Written task >> Extract each line from the records below that contains the word "yellow".

Extracted records >>
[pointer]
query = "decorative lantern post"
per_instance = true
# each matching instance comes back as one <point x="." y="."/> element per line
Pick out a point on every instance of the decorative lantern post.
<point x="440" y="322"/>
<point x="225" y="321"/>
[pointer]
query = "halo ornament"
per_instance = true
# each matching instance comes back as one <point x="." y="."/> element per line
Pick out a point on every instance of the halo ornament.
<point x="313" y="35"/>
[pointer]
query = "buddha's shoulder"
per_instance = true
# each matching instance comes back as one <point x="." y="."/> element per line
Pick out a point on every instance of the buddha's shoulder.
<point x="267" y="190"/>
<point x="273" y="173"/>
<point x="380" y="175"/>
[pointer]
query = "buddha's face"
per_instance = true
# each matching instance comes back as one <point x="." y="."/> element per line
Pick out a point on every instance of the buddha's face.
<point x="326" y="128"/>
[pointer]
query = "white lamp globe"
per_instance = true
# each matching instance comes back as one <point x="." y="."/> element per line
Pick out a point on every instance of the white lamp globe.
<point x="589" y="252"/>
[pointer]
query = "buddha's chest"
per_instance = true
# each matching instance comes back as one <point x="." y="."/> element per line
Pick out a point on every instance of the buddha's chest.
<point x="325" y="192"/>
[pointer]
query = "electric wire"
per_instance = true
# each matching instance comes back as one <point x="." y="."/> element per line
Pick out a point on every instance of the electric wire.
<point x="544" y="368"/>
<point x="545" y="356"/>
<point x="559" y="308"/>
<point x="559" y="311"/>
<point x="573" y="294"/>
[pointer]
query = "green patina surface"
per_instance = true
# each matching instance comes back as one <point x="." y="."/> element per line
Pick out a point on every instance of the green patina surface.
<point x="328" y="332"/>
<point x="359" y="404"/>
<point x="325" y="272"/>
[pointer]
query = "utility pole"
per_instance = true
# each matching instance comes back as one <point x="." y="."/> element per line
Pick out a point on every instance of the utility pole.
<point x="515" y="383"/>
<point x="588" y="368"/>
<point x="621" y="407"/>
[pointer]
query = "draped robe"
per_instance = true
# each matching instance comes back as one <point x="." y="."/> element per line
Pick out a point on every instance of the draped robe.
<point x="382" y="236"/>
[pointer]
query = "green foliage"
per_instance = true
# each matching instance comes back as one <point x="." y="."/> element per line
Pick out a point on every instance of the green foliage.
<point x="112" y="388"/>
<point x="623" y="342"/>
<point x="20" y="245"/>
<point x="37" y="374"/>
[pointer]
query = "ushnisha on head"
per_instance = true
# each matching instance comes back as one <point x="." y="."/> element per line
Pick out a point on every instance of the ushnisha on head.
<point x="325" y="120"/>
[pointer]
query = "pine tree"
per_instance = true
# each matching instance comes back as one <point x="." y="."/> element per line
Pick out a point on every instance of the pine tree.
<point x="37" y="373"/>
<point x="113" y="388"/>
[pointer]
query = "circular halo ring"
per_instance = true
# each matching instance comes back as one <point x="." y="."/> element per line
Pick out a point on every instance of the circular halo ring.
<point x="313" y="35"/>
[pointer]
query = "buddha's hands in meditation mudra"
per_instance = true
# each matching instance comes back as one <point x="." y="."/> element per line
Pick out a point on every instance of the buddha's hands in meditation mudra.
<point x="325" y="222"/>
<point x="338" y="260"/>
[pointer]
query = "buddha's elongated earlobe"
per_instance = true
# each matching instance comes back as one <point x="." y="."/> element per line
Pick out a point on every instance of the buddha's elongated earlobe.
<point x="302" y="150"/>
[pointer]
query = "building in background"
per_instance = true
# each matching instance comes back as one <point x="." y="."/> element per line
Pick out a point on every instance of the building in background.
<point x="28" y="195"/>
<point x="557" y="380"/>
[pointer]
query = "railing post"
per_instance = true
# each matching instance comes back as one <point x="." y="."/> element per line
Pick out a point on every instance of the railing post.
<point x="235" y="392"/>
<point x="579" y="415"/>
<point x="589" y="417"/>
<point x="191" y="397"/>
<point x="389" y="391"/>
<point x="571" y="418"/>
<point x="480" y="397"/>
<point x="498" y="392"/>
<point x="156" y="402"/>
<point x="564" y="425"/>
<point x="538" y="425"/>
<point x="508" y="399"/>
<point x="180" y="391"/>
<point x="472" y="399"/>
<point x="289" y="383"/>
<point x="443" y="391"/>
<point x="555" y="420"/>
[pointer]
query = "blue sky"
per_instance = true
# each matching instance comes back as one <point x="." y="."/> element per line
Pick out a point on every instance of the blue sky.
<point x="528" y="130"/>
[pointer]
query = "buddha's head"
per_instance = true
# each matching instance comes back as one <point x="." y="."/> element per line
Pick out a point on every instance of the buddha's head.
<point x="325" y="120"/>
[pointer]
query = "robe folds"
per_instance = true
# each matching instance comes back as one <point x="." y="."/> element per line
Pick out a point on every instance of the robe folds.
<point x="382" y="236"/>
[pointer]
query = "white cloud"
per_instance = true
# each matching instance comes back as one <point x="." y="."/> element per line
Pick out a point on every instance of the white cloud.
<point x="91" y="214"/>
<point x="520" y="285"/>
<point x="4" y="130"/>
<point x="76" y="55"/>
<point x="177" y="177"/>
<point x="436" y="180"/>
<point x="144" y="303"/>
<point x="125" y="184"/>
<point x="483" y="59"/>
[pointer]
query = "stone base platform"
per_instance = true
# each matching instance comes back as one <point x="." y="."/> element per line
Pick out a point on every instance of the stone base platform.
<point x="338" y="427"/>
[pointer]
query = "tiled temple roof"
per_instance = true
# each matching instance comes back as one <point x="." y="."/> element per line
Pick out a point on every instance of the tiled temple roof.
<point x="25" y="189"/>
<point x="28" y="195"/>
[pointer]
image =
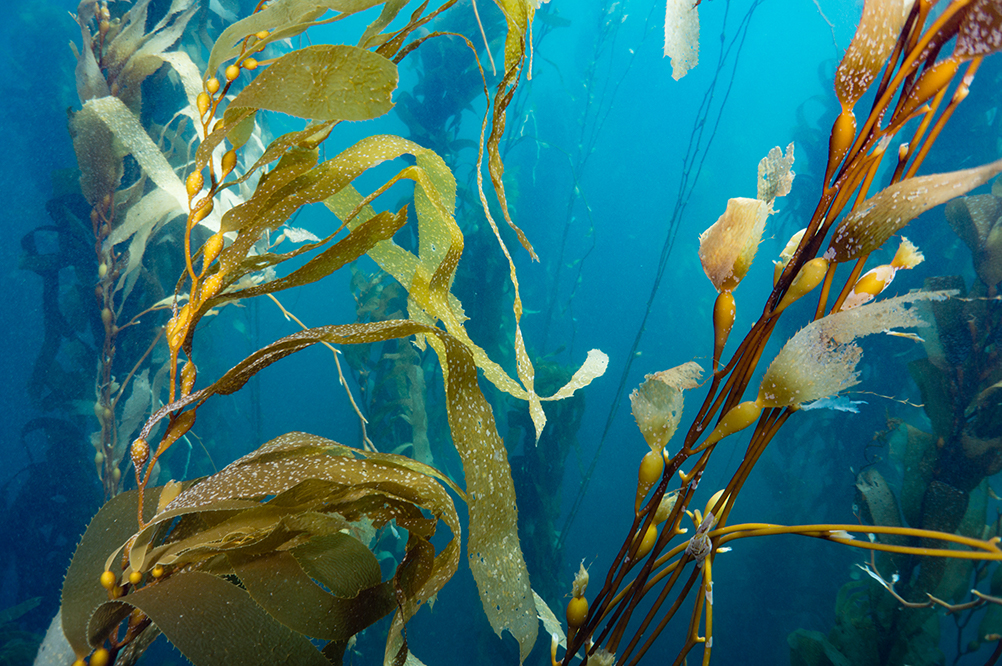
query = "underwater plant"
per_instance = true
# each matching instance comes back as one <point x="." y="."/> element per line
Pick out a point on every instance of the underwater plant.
<point x="178" y="558"/>
<point x="908" y="60"/>
<point x="195" y="560"/>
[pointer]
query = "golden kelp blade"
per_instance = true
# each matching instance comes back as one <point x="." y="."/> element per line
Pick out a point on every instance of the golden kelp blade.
<point x="428" y="275"/>
<point x="881" y="216"/>
<point x="820" y="361"/>
<point x="324" y="82"/>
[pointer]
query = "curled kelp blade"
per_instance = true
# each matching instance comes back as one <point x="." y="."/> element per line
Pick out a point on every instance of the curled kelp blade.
<point x="82" y="591"/>
<point x="881" y="216"/>
<point x="428" y="275"/>
<point x="494" y="552"/>
<point x="212" y="621"/>
<point x="324" y="82"/>
<point x="297" y="554"/>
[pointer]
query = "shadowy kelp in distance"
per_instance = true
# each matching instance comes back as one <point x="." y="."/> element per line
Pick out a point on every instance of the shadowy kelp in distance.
<point x="300" y="503"/>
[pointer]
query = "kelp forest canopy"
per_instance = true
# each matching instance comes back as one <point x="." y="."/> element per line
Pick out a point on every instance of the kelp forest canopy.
<point x="344" y="302"/>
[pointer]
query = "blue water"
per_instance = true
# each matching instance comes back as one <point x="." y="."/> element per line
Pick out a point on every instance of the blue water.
<point x="590" y="289"/>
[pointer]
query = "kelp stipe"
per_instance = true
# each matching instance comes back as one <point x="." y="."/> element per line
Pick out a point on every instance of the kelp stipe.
<point x="901" y="54"/>
<point x="165" y="559"/>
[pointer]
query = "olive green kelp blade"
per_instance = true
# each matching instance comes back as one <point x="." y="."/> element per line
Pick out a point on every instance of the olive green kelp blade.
<point x="212" y="621"/>
<point x="300" y="557"/>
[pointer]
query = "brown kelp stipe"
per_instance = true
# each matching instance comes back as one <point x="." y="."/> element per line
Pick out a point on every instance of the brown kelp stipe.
<point x="902" y="53"/>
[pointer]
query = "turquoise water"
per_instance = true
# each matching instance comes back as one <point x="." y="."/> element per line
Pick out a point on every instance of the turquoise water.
<point x="611" y="166"/>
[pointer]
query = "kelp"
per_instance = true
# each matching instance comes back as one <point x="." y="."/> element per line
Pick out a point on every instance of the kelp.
<point x="280" y="549"/>
<point x="296" y="505"/>
<point x="904" y="54"/>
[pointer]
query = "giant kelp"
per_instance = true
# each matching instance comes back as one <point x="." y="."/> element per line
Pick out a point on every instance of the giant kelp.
<point x="908" y="57"/>
<point x="300" y="504"/>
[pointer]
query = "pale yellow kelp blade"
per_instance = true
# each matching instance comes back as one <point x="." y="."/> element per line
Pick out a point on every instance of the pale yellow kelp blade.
<point x="776" y="175"/>
<point x="820" y="361"/>
<point x="681" y="36"/>
<point x="881" y="216"/>
<point x="875" y="38"/>
<point x="727" y="247"/>
<point x="657" y="403"/>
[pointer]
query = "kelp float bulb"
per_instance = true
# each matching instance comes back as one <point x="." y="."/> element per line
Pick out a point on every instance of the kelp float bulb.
<point x="737" y="419"/>
<point x="211" y="248"/>
<point x="227" y="162"/>
<point x="651" y="467"/>
<point x="139" y="453"/>
<point x="877" y="279"/>
<point x="101" y="657"/>
<point x="647" y="542"/>
<point x="193" y="183"/>
<point x="577" y="607"/>
<point x="188" y="374"/>
<point x="723" y="320"/>
<point x="810" y="276"/>
<point x="203" y="102"/>
<point x="843" y="135"/>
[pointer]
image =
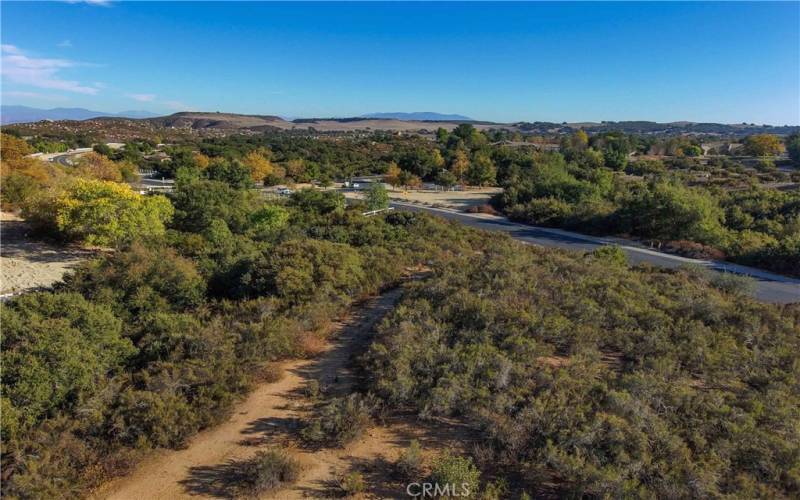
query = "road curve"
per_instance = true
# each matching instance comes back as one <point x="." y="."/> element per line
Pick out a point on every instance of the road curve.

Solution to this problem >>
query = "pale yellow kelp blade"
Pick out a point on every instance of the pale yellow kelp blade.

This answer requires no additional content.